____ RECORDS TO PROCESS
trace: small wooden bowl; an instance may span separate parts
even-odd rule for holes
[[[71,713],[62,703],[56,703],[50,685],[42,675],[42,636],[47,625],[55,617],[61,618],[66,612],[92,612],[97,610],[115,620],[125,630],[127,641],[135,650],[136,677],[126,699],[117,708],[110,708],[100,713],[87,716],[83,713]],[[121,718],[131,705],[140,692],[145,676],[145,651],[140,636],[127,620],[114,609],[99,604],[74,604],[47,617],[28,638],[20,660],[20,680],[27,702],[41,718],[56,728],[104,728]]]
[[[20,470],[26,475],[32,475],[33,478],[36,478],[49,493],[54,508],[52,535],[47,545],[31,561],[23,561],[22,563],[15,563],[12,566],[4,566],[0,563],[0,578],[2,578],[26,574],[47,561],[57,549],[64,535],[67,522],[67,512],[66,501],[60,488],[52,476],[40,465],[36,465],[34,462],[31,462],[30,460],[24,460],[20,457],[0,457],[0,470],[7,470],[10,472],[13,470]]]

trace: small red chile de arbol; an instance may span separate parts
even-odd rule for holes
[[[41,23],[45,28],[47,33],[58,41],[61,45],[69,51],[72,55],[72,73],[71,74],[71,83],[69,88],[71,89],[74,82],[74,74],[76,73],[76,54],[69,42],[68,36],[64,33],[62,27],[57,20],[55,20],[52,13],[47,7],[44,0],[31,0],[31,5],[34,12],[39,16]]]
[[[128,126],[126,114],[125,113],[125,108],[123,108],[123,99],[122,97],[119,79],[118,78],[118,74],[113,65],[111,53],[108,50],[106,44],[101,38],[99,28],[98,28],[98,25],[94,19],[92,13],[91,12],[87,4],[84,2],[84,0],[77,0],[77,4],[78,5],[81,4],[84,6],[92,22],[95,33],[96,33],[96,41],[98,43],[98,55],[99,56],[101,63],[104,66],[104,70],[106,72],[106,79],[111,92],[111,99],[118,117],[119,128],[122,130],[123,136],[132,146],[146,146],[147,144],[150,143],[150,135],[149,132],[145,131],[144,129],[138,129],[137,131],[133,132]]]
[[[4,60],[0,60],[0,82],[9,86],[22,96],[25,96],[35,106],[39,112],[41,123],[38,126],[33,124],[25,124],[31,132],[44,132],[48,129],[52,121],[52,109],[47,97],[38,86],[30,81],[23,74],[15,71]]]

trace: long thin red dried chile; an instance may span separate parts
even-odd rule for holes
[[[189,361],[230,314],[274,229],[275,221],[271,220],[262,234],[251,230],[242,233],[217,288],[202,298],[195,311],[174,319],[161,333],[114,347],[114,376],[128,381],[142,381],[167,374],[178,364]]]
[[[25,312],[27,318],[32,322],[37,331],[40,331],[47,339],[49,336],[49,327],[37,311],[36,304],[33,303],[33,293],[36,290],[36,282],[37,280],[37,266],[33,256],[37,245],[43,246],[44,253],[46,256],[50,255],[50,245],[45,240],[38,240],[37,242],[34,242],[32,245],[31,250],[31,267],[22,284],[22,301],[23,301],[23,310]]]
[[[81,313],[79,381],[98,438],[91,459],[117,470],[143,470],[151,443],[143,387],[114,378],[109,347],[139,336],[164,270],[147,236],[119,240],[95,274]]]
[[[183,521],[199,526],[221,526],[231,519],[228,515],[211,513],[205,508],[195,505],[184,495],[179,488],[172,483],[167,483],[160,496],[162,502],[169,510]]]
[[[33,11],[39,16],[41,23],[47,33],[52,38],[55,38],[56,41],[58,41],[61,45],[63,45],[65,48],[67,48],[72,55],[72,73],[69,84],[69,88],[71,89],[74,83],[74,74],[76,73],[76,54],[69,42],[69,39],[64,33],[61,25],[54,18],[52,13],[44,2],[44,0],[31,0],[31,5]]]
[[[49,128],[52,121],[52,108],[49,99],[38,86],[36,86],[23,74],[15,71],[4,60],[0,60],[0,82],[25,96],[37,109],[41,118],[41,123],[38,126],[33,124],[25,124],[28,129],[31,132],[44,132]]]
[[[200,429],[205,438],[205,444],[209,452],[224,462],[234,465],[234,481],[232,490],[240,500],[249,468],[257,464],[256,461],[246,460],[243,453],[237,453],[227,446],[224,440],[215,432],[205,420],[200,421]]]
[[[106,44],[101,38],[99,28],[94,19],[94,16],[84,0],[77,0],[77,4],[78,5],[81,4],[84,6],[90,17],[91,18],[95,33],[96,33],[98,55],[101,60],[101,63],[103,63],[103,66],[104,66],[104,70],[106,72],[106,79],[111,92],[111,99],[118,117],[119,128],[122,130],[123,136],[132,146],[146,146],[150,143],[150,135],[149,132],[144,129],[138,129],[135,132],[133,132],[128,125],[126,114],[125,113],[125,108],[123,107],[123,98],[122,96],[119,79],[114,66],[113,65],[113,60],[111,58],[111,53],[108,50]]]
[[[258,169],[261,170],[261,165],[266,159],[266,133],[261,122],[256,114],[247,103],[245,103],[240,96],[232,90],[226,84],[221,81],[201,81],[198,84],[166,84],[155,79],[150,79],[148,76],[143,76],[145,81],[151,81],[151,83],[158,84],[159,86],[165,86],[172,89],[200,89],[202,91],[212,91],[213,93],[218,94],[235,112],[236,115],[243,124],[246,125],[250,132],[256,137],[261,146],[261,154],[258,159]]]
________
§ STATED TASK
Repeat all of the records above exactly as written.

§ EXPECTED ANSWER
trace: small wooden bowl; an instance may span separate parts
even-odd rule for holes
[[[71,713],[62,703],[56,703],[50,685],[42,675],[42,636],[47,625],[55,617],[61,618],[66,612],[92,612],[97,610],[115,620],[125,630],[127,641],[135,650],[136,677],[126,699],[117,708],[110,708],[100,713],[87,716],[83,713]],[[121,718],[131,705],[140,692],[145,676],[145,651],[140,636],[127,620],[114,609],[99,604],[74,604],[47,617],[28,638],[20,660],[20,680],[27,702],[41,718],[56,728],[104,728]]]
[[[20,470],[26,475],[32,475],[33,478],[36,478],[49,493],[54,508],[52,535],[47,545],[31,561],[23,561],[22,563],[15,563],[12,566],[4,566],[0,563],[0,578],[2,578],[26,574],[47,561],[57,549],[64,535],[67,522],[67,512],[66,501],[60,488],[52,476],[40,465],[36,465],[34,462],[31,462],[30,460],[24,460],[20,457],[0,457],[0,470],[7,470],[10,472],[13,470]]]

trace: small red chile de arbol; an instance may span separate parts
even-odd rule for holes
[[[41,23],[45,28],[47,33],[58,41],[61,45],[69,51],[72,55],[72,73],[71,74],[71,83],[69,88],[71,89],[74,82],[74,74],[76,73],[76,54],[69,42],[68,36],[64,33],[62,27],[57,20],[55,20],[52,13],[47,7],[44,0],[31,0],[31,5],[34,12],[39,16]]]
[[[128,126],[126,114],[125,113],[125,108],[123,108],[123,99],[122,97],[119,79],[118,78],[118,74],[113,65],[111,53],[108,50],[106,44],[101,38],[99,28],[98,28],[98,25],[94,19],[92,13],[91,12],[87,4],[84,2],[84,0],[77,0],[77,4],[78,5],[81,4],[84,6],[92,22],[95,33],[96,33],[96,41],[98,43],[98,55],[99,56],[101,63],[104,66],[104,70],[106,72],[106,79],[111,92],[111,99],[118,117],[119,128],[122,130],[123,136],[132,146],[146,146],[147,144],[150,143],[150,135],[149,132],[145,131],[144,129],[138,129],[137,131],[133,132]]]
[[[4,60],[0,60],[0,82],[9,86],[22,96],[25,96],[35,106],[39,112],[41,123],[38,126],[33,124],[25,124],[31,132],[44,132],[48,129],[52,121],[52,109],[47,97],[38,86],[30,81],[23,74],[15,71]]]

trace: long thin red dried chile; an instance may span separate parts
even-odd rule for holes
[[[189,361],[230,314],[274,229],[275,221],[271,220],[262,234],[251,230],[242,233],[217,288],[202,298],[195,311],[174,319],[161,333],[114,347],[114,376],[128,381],[142,381],[167,374],[178,364]]]
[[[25,312],[27,318],[32,322],[37,331],[40,331],[47,339],[49,336],[49,327],[37,311],[36,304],[33,303],[33,293],[36,290],[36,282],[37,280],[37,266],[33,256],[37,245],[43,246],[44,253],[46,256],[50,255],[50,245],[45,240],[38,240],[37,242],[34,242],[32,245],[31,250],[31,267],[22,284],[22,301],[23,301],[23,310]]]
[[[81,313],[79,381],[98,438],[91,459],[117,470],[143,470],[151,443],[143,387],[114,378],[109,347],[139,336],[164,270],[147,236],[119,240],[95,274]]]
[[[183,521],[199,526],[221,526],[231,519],[228,515],[211,513],[205,508],[195,505],[184,495],[179,488],[172,483],[167,483],[160,496],[162,502],[169,510]]]
[[[33,11],[39,16],[41,23],[47,33],[52,38],[55,38],[56,41],[58,41],[61,45],[63,45],[65,48],[67,48],[72,55],[72,73],[69,84],[69,88],[71,89],[74,83],[74,74],[76,73],[76,54],[69,42],[69,39],[64,33],[61,25],[54,18],[52,13],[44,2],[44,0],[31,0],[31,5]]]
[[[49,128],[52,121],[52,108],[49,99],[38,86],[36,86],[23,74],[15,71],[4,60],[0,60],[0,82],[25,96],[37,109],[41,118],[41,123],[38,126],[33,124],[25,124],[28,129],[31,132],[44,132]]]
[[[200,429],[205,438],[205,444],[209,452],[224,462],[234,465],[234,481],[232,490],[240,500],[249,468],[257,464],[256,461],[246,460],[243,453],[237,453],[227,446],[224,440],[215,432],[205,420],[200,421]]]
[[[106,44],[101,38],[99,28],[94,19],[94,16],[84,0],[77,0],[77,4],[78,5],[81,4],[84,6],[90,17],[91,18],[95,33],[96,33],[98,55],[101,60],[101,63],[103,63],[103,66],[104,66],[104,70],[106,72],[106,79],[111,92],[111,99],[118,117],[119,128],[122,130],[123,136],[132,146],[146,146],[150,143],[150,135],[149,132],[144,129],[138,129],[135,132],[133,132],[128,125],[126,114],[125,113],[125,108],[123,107],[123,98],[122,96],[119,79],[114,66],[113,65],[113,60],[111,58],[111,53],[108,50]]]
[[[258,169],[261,170],[261,165],[266,159],[266,133],[261,122],[256,114],[247,103],[245,103],[240,96],[232,90],[226,84],[221,81],[201,81],[198,84],[166,84],[155,79],[150,79],[148,76],[143,76],[145,81],[151,81],[151,83],[158,84],[159,86],[165,86],[172,89],[200,89],[202,91],[212,91],[213,93],[218,94],[235,112],[236,115],[243,124],[246,125],[250,132],[256,137],[261,146],[261,154],[258,159]]]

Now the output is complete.